_Goal_
Shift every coordinate pair by adding 130 to each of its two numbers, and rewrite all lines of the material unchanged otherwise. Cover only the lines starting with the one that contains "leaves and give integer pixel coordinates." and going on through the end of the material.

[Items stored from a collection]
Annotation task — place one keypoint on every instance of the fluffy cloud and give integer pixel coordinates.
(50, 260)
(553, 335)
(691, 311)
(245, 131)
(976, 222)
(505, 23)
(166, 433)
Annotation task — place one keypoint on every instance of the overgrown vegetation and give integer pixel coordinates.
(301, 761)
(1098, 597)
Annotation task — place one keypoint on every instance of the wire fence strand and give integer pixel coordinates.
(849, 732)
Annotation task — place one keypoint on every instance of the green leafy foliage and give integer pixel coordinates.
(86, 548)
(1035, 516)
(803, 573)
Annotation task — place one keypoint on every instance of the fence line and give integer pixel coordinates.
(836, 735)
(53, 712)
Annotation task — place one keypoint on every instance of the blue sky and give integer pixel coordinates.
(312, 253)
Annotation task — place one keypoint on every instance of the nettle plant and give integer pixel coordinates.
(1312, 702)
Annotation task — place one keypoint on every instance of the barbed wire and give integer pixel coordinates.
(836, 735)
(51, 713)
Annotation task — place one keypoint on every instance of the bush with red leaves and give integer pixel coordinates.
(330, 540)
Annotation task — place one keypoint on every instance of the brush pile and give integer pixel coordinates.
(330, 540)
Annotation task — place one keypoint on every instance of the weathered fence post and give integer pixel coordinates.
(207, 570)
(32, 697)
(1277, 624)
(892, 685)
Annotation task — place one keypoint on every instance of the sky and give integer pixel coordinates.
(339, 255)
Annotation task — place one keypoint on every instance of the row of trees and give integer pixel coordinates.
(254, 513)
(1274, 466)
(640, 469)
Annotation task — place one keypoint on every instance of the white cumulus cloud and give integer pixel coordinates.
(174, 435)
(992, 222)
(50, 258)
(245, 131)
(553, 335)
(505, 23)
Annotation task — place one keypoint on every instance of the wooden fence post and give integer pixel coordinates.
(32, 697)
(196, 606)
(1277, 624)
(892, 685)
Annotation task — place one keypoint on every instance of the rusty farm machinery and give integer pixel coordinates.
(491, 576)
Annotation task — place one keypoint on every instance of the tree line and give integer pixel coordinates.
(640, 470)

_Solution to this problem_
Annotation task — place one keypoint on every instance of the bush with red leaves and give integer pixel coordinates.
(460, 670)
Annotation task — place one keypoint on every instance of the brush pile and give integer pixel coordinates.
(460, 670)
Annotation task — place one keypoint on every instance of the weathered fence post and give integer pixel coordinates.
(337, 700)
(162, 827)
(1407, 754)
(1022, 815)
Annotation task — place one keypoint on every instance of the sky and give integer pixel coordinates.
(469, 385)
Annotation task — place one keypoint on every instance of the row of trees and give integer pixel coordinates.
(384, 643)
(1404, 596)
(770, 599)
Annotation task — place one keypoint on every instance of the white cumulus cloud and give integer pixel coordinates.
(304, 565)
(1122, 352)
(180, 388)
(375, 261)
(683, 465)
(635, 153)
Annotation task — place one keypoint on every instance of the wooden fence post and give integer pixel coordinates.
(162, 827)
(326, 736)
(1407, 754)
(1022, 815)
Annotation task — place one keypoint on every instance of the rusty farm machinery and give integer pixel coordinates.
(621, 706)
Annotation task — place one keypoint on every instance of the tree line and give integer pixel coordinates.
(770, 600)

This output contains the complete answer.